Saved entries
[Start of Attachment]
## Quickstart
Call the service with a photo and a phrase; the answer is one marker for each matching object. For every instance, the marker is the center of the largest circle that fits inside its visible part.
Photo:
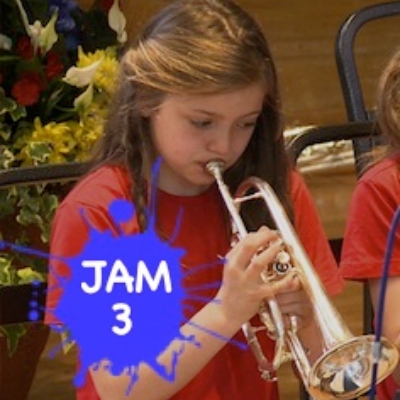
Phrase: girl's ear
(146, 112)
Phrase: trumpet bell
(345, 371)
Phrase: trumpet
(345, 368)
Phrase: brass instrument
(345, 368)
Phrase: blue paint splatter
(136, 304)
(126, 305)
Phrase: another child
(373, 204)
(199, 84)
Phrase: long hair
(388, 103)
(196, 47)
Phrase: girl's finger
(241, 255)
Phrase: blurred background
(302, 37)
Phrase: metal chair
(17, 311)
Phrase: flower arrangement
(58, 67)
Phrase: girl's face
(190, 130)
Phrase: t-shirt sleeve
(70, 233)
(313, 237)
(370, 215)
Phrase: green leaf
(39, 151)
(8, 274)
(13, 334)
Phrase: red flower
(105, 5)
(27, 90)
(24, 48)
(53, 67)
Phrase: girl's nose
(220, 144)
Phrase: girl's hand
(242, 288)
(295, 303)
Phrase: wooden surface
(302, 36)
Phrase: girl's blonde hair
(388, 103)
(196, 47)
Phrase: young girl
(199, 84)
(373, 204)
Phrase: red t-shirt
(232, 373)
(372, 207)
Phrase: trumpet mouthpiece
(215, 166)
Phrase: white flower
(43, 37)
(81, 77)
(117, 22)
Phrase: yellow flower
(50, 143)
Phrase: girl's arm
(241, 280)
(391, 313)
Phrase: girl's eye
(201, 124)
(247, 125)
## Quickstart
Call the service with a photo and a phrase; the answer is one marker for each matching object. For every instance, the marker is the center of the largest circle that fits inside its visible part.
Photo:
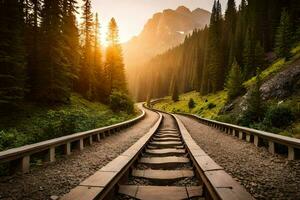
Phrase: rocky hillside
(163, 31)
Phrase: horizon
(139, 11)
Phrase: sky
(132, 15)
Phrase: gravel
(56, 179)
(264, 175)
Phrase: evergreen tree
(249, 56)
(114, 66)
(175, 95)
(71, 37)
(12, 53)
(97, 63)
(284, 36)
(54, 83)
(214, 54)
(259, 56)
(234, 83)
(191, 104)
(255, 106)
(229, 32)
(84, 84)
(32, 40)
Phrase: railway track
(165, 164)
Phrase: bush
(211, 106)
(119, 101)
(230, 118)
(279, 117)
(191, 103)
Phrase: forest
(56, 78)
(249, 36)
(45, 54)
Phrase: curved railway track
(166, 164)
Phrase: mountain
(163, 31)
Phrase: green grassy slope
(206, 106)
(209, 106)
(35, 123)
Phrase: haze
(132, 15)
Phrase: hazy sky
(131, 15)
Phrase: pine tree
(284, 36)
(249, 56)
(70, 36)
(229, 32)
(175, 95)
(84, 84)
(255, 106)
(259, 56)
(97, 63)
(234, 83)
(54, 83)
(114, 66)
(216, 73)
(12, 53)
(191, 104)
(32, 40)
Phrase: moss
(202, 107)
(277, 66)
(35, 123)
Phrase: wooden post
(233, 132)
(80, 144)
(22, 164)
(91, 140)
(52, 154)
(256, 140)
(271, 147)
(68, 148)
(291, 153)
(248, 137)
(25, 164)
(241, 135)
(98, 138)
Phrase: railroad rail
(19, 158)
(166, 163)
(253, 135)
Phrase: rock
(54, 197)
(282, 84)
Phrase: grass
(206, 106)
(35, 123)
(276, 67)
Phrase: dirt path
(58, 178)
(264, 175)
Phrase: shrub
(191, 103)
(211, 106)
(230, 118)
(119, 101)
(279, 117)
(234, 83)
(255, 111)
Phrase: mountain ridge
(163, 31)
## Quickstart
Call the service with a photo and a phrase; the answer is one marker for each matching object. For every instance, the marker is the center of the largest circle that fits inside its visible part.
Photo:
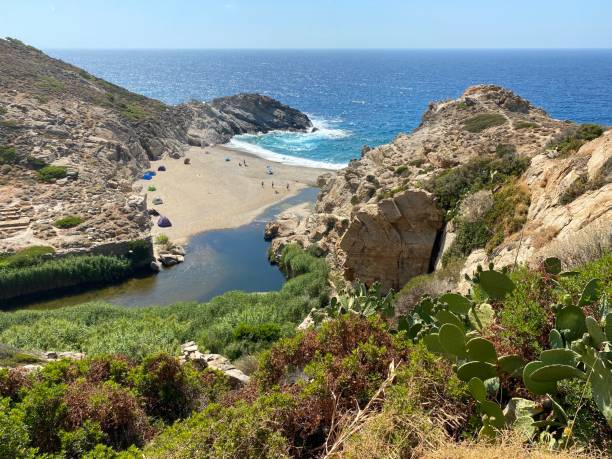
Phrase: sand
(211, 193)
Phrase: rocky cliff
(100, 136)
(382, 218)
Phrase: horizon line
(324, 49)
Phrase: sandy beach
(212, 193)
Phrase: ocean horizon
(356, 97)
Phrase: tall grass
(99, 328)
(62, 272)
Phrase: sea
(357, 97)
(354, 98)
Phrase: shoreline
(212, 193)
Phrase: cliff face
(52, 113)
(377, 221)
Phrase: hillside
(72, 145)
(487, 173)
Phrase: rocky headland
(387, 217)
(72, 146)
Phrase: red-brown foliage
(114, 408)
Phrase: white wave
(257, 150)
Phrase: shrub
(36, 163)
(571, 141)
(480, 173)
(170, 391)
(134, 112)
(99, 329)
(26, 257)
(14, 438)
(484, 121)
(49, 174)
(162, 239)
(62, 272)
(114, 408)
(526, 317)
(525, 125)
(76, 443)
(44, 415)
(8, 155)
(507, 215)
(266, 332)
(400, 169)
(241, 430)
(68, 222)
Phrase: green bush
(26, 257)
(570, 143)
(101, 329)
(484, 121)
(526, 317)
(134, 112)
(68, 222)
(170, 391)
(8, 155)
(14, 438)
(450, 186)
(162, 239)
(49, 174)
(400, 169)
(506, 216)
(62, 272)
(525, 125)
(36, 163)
[End of Attachment]
[Start of Attachment]
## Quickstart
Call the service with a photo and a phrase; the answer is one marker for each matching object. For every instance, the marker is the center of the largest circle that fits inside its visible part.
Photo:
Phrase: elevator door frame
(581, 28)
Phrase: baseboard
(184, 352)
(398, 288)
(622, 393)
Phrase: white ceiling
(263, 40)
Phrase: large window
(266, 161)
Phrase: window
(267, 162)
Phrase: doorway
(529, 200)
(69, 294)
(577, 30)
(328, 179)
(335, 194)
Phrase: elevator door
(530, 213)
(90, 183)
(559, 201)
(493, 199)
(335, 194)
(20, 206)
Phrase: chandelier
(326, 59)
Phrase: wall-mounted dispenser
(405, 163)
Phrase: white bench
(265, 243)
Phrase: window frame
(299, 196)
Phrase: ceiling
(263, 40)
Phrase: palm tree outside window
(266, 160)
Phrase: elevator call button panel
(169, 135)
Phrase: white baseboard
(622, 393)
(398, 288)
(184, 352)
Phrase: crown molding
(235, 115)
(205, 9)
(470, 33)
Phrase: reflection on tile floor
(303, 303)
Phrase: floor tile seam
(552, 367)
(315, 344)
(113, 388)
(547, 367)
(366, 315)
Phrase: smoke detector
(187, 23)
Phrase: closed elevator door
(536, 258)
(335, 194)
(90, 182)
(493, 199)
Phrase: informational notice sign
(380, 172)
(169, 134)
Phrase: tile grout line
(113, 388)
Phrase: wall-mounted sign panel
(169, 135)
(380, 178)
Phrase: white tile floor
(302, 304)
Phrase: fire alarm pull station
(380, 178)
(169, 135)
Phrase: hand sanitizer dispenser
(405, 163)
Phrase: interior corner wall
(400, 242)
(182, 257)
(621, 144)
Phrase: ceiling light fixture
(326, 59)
[End of Attachment]
[Start of Attachment]
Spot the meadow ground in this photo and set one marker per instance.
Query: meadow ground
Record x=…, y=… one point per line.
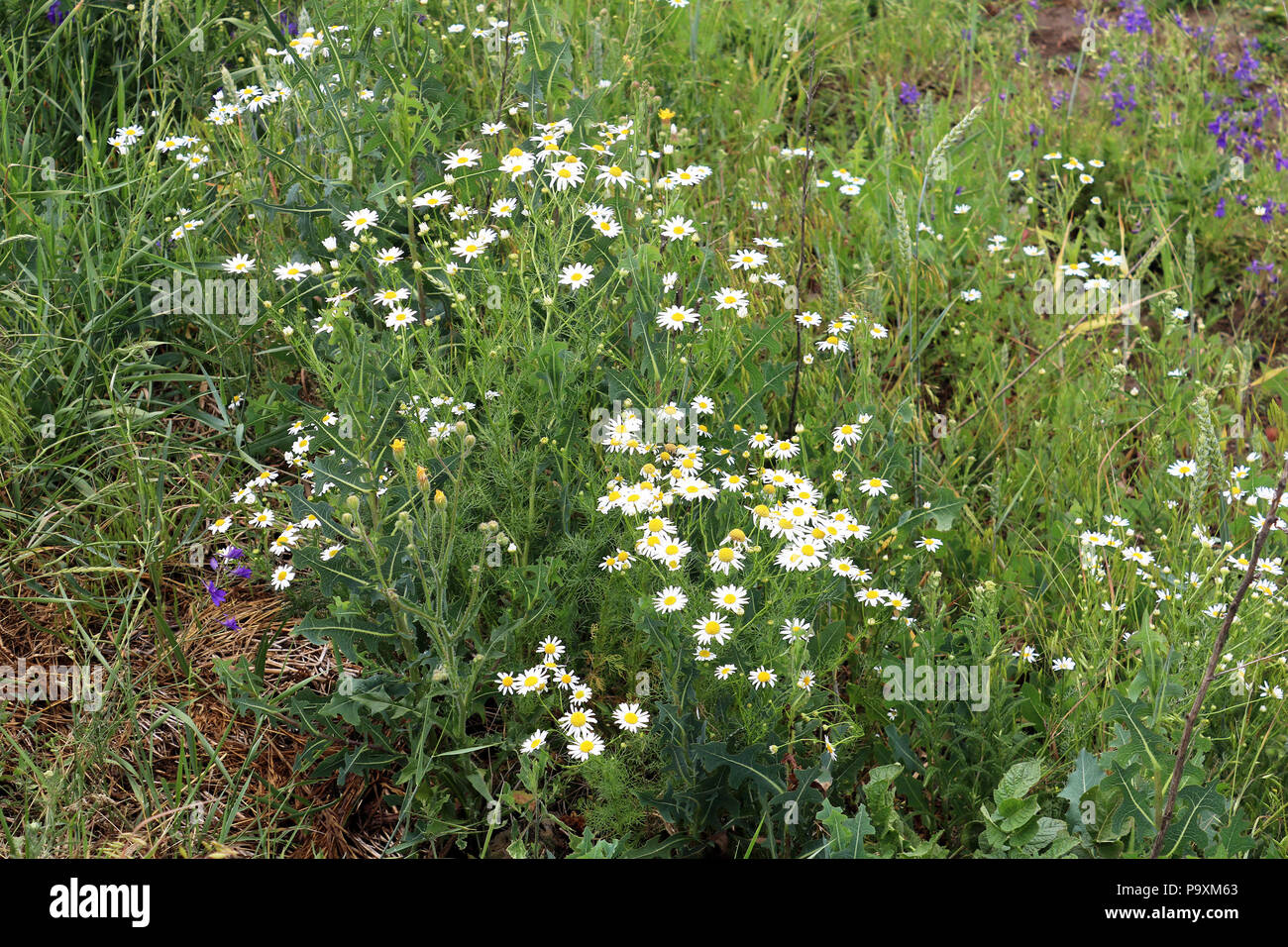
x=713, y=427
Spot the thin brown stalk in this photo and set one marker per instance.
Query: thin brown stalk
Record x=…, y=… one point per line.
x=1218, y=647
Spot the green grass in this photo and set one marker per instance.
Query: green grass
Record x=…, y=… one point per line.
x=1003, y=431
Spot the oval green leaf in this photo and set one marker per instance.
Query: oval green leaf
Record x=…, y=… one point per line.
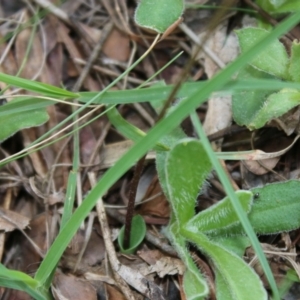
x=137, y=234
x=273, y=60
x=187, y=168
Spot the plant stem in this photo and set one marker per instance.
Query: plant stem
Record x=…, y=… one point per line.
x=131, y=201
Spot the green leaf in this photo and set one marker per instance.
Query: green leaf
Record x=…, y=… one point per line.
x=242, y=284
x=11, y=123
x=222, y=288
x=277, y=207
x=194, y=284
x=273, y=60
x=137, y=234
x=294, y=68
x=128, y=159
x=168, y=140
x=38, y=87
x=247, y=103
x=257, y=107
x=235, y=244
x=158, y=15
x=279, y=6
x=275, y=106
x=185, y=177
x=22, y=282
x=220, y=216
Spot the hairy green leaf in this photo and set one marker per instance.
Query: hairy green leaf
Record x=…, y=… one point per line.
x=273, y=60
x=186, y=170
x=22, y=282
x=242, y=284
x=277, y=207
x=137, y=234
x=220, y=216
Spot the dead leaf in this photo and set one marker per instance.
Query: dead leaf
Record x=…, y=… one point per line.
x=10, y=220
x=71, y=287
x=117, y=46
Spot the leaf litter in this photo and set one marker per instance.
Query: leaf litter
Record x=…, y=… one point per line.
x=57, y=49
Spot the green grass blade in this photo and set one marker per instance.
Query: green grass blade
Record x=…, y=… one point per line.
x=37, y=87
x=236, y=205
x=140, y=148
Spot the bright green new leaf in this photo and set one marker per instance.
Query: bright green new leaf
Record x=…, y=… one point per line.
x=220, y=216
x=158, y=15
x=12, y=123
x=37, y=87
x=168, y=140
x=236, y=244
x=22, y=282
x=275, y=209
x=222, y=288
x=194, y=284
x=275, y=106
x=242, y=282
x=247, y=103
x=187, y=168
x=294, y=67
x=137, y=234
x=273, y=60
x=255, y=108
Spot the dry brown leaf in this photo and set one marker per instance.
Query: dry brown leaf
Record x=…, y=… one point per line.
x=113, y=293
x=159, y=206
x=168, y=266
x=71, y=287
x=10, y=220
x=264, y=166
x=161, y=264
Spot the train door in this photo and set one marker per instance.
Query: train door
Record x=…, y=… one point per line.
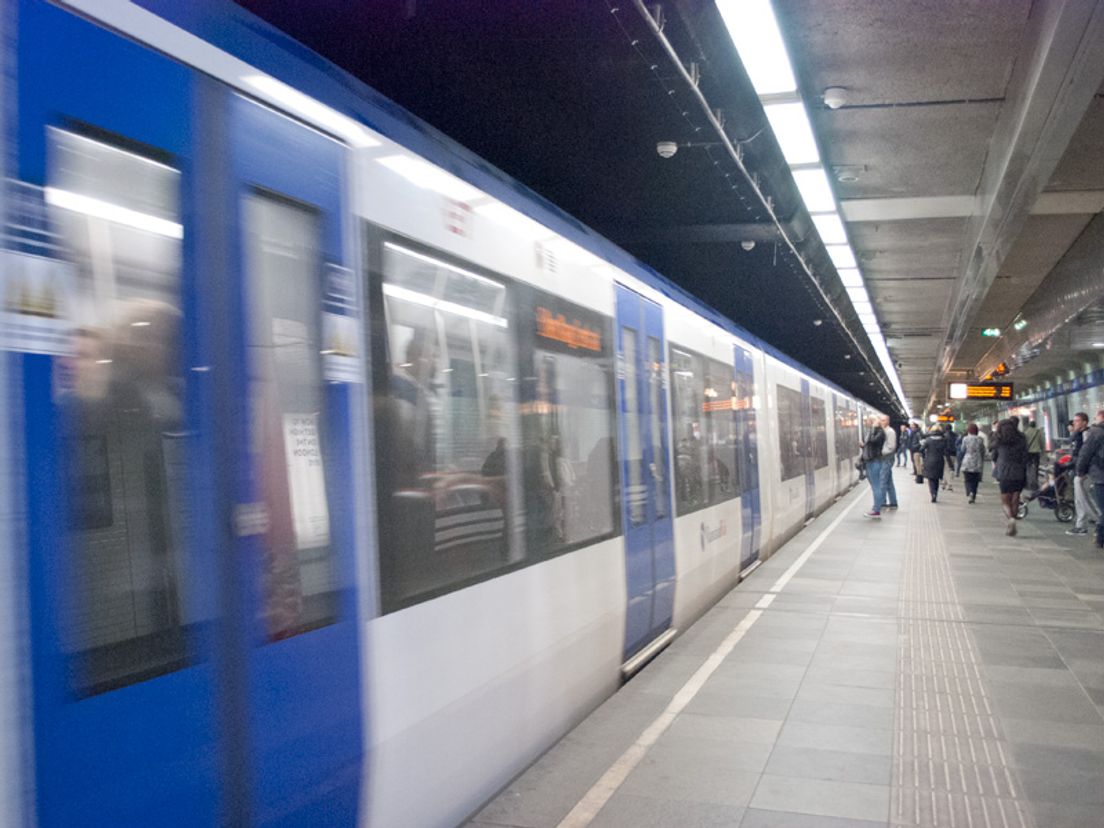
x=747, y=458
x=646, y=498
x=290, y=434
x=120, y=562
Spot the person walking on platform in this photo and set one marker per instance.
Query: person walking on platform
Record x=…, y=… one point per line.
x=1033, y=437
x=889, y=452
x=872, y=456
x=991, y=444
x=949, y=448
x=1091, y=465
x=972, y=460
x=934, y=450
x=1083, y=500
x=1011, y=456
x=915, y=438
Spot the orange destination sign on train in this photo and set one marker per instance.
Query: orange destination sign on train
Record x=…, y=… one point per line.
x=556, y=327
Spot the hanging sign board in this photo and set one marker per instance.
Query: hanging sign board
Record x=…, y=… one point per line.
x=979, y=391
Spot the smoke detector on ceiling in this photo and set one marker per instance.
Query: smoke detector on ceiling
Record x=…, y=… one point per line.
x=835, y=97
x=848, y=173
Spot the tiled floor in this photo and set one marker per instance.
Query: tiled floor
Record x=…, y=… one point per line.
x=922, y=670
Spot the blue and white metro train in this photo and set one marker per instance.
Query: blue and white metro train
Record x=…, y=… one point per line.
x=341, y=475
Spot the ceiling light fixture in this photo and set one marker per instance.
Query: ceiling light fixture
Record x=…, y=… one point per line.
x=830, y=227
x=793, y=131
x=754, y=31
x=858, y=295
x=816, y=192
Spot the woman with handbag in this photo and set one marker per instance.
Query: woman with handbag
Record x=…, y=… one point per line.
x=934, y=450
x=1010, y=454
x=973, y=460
[End of Attachment]
> _Work to be completed_
Copy each line from the records above that includes the string "litter".

> _Answer to this problem_
Spot the leaf litter in this photo and set one marker per instance.
Query: leaf litter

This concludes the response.